━━━━━ Source text ━━━━━
Kenyan professor Stanley Egara Kabaji has been elected for a second term as the vice chairman of Pan African Writers’ Association. He is based at the Masinde Muliro University of Science and Technology, one of the top varsities in the western part of the country.
Professor Kabaji has served as the director of Public Communications and even Deputy Vice Chancellor (Planning Research and Innovation) in the university apart from teaching courses at the nexus of literature, media studies and research methodology.
The Pan African Writers’ Association was founded three decades ago as an umbrella platform collectively representing an amalgamation of writers’ association from African nations and the diaspora.
The vibrant association, founded on the principles of pan-Africanism, is headed by Prof Femi Osofisan – a great Nigerian playwright, thespian and director. Another Nigerian Dr Wale Okediran, a medical doctor with over 10 novels to his name, is the current secretary general of PAWA.
Last week, from June 23 to 25, PAWA hosted in Nigeria the General Assembly and PAWA International Conference on Literature. The event was themed: 'Literature Since Makerere 1962: The African Writers’ Pan-African Agenda for Peace, Security and Cultural Development'.
The event hosted by the fabled University of Ibadan attracted more than 40 authors from the four corners of the continent. Highlights of the summit included: Book exhibitions, keynote addresses, panel discussions, business meetings, excursions, awards and dinner galas.
PAWA has the mission to unite peoples of African descent through cultural cooperation, coordination and collaboration using writers and publishers as agents of pan-Africanism. It is succeeding where many networks of old failed to. This is in part courtesy of its diplomatic approaches that take the continent for what it is – a diverse and vibrant shrine of unity in diversity.
With vice presidents from Southern, Eastern, Northern, and Central African regions, the strategies that PAWA is using to achieve the mission have seen its visibility rise even here in Kenya among writers inside and outside academia.
━━━━━ Extracted material ━━━━━
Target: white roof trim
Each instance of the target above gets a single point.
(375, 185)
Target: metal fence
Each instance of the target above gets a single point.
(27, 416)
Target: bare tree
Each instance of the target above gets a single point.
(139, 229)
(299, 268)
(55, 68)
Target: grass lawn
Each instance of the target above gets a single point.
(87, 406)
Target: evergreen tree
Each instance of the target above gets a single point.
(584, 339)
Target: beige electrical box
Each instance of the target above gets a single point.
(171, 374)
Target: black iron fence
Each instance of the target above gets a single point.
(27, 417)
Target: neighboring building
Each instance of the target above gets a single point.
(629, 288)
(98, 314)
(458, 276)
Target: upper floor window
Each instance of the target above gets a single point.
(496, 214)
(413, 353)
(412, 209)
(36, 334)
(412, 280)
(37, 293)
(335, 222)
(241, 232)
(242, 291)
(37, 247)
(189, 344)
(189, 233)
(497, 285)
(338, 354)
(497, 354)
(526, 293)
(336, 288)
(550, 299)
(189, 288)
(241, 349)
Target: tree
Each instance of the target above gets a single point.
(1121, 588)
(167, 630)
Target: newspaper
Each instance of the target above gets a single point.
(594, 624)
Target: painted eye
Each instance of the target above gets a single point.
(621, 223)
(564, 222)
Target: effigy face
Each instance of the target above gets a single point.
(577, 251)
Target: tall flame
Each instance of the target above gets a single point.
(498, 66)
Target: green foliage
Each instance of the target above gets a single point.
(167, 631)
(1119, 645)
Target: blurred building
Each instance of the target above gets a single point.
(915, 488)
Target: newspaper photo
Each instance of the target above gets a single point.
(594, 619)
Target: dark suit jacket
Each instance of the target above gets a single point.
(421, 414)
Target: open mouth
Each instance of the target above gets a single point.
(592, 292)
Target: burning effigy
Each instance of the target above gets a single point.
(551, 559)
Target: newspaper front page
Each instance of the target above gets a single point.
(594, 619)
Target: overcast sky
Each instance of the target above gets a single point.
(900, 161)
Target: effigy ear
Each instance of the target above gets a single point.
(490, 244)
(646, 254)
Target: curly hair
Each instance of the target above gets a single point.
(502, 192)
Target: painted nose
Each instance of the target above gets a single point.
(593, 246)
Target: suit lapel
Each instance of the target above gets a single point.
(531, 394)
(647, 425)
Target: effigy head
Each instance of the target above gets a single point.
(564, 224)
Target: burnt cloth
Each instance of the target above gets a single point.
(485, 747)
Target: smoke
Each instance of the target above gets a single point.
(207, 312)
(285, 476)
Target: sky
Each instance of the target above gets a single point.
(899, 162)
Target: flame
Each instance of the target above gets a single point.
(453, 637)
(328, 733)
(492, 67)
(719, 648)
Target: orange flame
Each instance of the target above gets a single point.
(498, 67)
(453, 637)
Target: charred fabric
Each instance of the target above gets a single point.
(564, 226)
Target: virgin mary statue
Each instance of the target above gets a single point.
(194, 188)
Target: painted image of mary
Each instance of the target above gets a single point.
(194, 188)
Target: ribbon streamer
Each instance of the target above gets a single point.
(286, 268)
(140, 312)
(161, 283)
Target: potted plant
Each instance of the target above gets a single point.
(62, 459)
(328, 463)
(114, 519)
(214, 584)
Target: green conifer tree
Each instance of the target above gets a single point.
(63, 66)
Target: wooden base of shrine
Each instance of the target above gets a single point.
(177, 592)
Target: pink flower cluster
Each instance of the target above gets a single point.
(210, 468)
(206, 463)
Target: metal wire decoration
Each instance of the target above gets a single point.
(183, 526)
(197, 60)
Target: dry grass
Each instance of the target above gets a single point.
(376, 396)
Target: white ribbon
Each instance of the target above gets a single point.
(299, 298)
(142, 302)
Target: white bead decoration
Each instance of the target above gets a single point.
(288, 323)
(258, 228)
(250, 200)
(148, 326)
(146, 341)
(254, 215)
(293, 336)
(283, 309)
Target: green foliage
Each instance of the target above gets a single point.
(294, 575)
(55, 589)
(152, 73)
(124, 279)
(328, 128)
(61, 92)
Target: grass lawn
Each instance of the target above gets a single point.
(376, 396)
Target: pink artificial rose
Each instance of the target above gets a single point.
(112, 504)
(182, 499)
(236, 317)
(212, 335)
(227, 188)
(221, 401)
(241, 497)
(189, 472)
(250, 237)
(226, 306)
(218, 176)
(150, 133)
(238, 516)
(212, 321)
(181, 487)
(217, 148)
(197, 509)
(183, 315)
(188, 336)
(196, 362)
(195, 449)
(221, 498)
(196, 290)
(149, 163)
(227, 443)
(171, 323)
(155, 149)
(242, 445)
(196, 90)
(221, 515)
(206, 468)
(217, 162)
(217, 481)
━━━━━
## List of tasks
1. Echo the stretch of the article on Professor Kabaji and the Pan African Writers' Association from "PAWA has the" through "and outside academia.", copying it word for word.
2. Continue the article about Professor Kabaji and the Pan African Writers' Association, picking up right after its final sentence.
None of the items are needed for the work on the Pan African Writers' Association article.

## Answers by item
1.
PAWA has the mission to unite peoples of African descent through cultural cooperation, coordination and collaboration using writers and publishers as agents of pan-Africanism. It is succeeding where many networks of old failed to. This is in part courtesy of its diplomatic approaches that take the continent for what it is – a diverse and vibrant shrine of unity in diversity.
With vice presidents from Southern, Eastern, Northern, and Central African regions, the strategies that PAWA is using to achieve the mission have seen its visibility rise even here in Kenya among writers inside and outside academia.

2.
This is how Prof Kabaji has been able to capture a second tenure as the East African regional vice president of the association. He has risen remarkably over the decades to become one of the most influential figureheads of contemporary Kenyan literature and indeed a beacon of literary criticism across East Africa.
Since January 2022, Kabaji is currently on a research stay at the English Department of Kabale University in mountainous southern Uganda near the border with Rwanda. He is there as part of the regional staff mobility programme run by the Inter-University Council of East Africa.
He has been running creative writing and reading workshops besides developing a master’s degree programme in Creative Writing. He is involved in ethnographic research in eastern Uganda among diasporic communities of Maragoli folks living there. Most Maragolis live in Vihiga county. They are the second-largest sub-community of the Luhyas of western Kenya.
Professor’s anthropological concerns among his people’s heritage go way back to his second and third degrees. His first MA on narrative aesthetics of folktales of Maragolis was awarded in our department at Kenyatta University 29 years ago.
Here, later he did teach me in the nineties. He became my pioneer mentor in literary criticism. A decade later I had the honour of writing with him and others the 544-page tome titled: East African Literature: Essays (2011).
Kabaji would pursue his folkloric research among his people using a gender agenda at the University of South Africa. This culminated in his doctorate award 13 years ago.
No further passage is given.